• [ÜBUNGSAUFGABEN]
A. Kopiere aus dem Text über Mitteleuropa wortgetreu den Teil, der mit den Worten „Für uns hier“ beginnt und mit „Ereignisse verhindert werden?“ endet.
B. In welche Richtung bewegt sich laut dem Text über Mitteleuropa der Schwerpunkt des europäischen Integrationsprozesses?
C. Setze den Text über Mitteleuropa im Anschluss an seinen letzten Satz fort.

• [TEXTABSCHNITT]
==========
Für uns hier in Mitteleuropa ist die Grundfrage immer dieselbe. Was wird aus uns? Ist das, was geschieht, gut oder schlecht für uns Ungarn, für die Mitteleuropäer, die Europäer? Und wenn es schlecht ist, wie können wir den Schaden minimieren, wie können wir teilweise Vorteile erlangen – und vor allem: Wie sollten wir versuchen, die Zukunft zu gestalten, damit ähnlich nachteilige Ereignisse verhindert werden?

Was die Vorhersagen angeht, lohnt es, sich auf einige sehr allgemeine Fakten zu beschränken. Der Schwerpunkt des europäischen Integrationsprozesses bewegt sich nach Osten, das geopolitische und wirtschaftliche Gewicht Mitteleuropas wird entscheidend aufgewertet. Dieser Prozess ist freilich schon früher angelaufen: deutsche Einheit, Verlagerung der Hauptstadt nach Berlin, Europas Wiedervereinigung, schnelleres Wirtschaftswachstum in Mitteleuropa, sicherheitspolitische Entwicklungen an den östlichen Rändern. Aber jetzt bekommt er neuen Aufschwung.

Deutsche Wende nach Osten

Die Schlüsselfrage ist – immer in unterschiedlicher Form, aber doch – Deutschland, die „Conditio Germaniae“. Nach dem Austritt der Briten muss Deutschland sich entschiedener als bisher nach Mitteleuropa wenden. Dies umso mehr, als die bisherige Entwicklung der wirtschaftlichen Beziehungen und die neuen Faktoren der Sicherheit und Geopolitik dies verlangen.

2014 musste die sichtbare Verletzung der territorialen Integrität durch eine Großmacht eintreten, um uns die Bedeutung des Territoriums wieder bewusst werden zu lassen („die Geschichte ist zurückgekehrt“). 2015 stellte sich dann heraus, dass unsere Grenzen auch auf andere Weise verletzt werden können. Also ist die geo- und sicherheitspolitische Bedeutung des „Osteuropa“ genannten Mitteleuropas gewachsen.

Die deutsche Wende nach Osten kann nicht plötzlich und schnell erfolgen. Denn gerade in der gegenwärtigen Situation ist die bilaterale deutsch-französische Beziehung und Zusammenarbeit besonders wichtig. Die eigentliche Frage liegt nicht in der Geschwindigkeit, sondern im Wie: Auf welche Weise wird Berlin die Wende nach Mitteleuropa umsetzen?

Betrachtet Berlin die Mitteleuropäer als gleichrangige Partner, die einen vollwertigen Platz am Tisch haben, an dem grundlegende Entscheidungen getroffen werden? Als Partner, die ein wertvolles europäisches kulturelles und zivilisatorisches Erbe tragen, das unabdingbar ist für die europäische Identität und Wertordnung und den darauf aufzubauenden Integrationsprozess? Oder sieht es die Mitteleuropäer vielmehr als kleine Brüder, gewohnheitsmäßige, gehorsame Vollstrecker von Entscheidungen, die ohne sie getroffen wurden?
==========
• [DATENAUSZÜGE]

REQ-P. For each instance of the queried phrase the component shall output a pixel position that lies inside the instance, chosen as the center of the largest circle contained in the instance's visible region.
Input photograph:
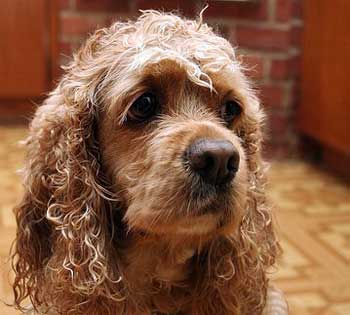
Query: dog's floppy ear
(62, 230)
(244, 257)
(257, 246)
==========
• [LÖSUNGEN]
A.
Für uns hier in Mitteleuropa ist die Grundfrage immer dieselbe. Was wird aus uns? Ist das, was geschieht, gut oder schlecht für uns Ungarn, für die Mitteleuropäer, die Europäer? Und wenn es schlecht ist, wie können wir den Schaden minimieren, wie können wir teilweise Vorteile erlangen – und vor allem: Wie sollten wir versuchen, die Zukunft zu gestalten, damit ähnlich nachteilige Ereignisse verhindert werden?

B. Nach Osten.

C.
In der Mitte, nicht am Rand

Dazu braucht es mehr als die Verlagerung der Hauptstadt nach Berlin. Es braucht Verständnis, Empathie, Toleranz, Achtung und gründlichere Kenntnisse. Und wir müssen viel deutlicher klarmachen, dass wir weder geografisch noch sonst irgendwie am Rand Europas stehen. Wir sind in der Mitte Europas. Wir haben darum gekämpft, haben es nicht umsonst bekommen und werden es nicht aufgeben.

Das Wachstum unseres geopolitischen und wirtschaftlichen Gewichts bringt nicht nur Möglichkeiten mit sich, sondern auch Verantwortung. Niemand sollte hoffen, dass Ungarn aus der EU irgendwann austreten will, dass die Unterstützung des Austritts in der Öffentlichkeit ernsthafte Ausmaße annehmen kann. Es ist allgemein bekannt, dass die Unterstützung der Integration heute in Polen und Ungarn am größten ist. Auch all jene sollten keine Hoffnungen hegen, denen zufolge die Ursachen für alle Sorgen und Probleme der Union und für das Versanden des Integrationsprozesses in der Osterweiterung 2004 liegen, also in Europas Wiedervereinigung – eine Wiedervereinigung, auf die Generationen hofften und die durch die von den mitteleuropäischen Ländern hervorgerufene und bedingungslos unterstützte deutsche Wiedervereinigung erst ermöglicht wurde.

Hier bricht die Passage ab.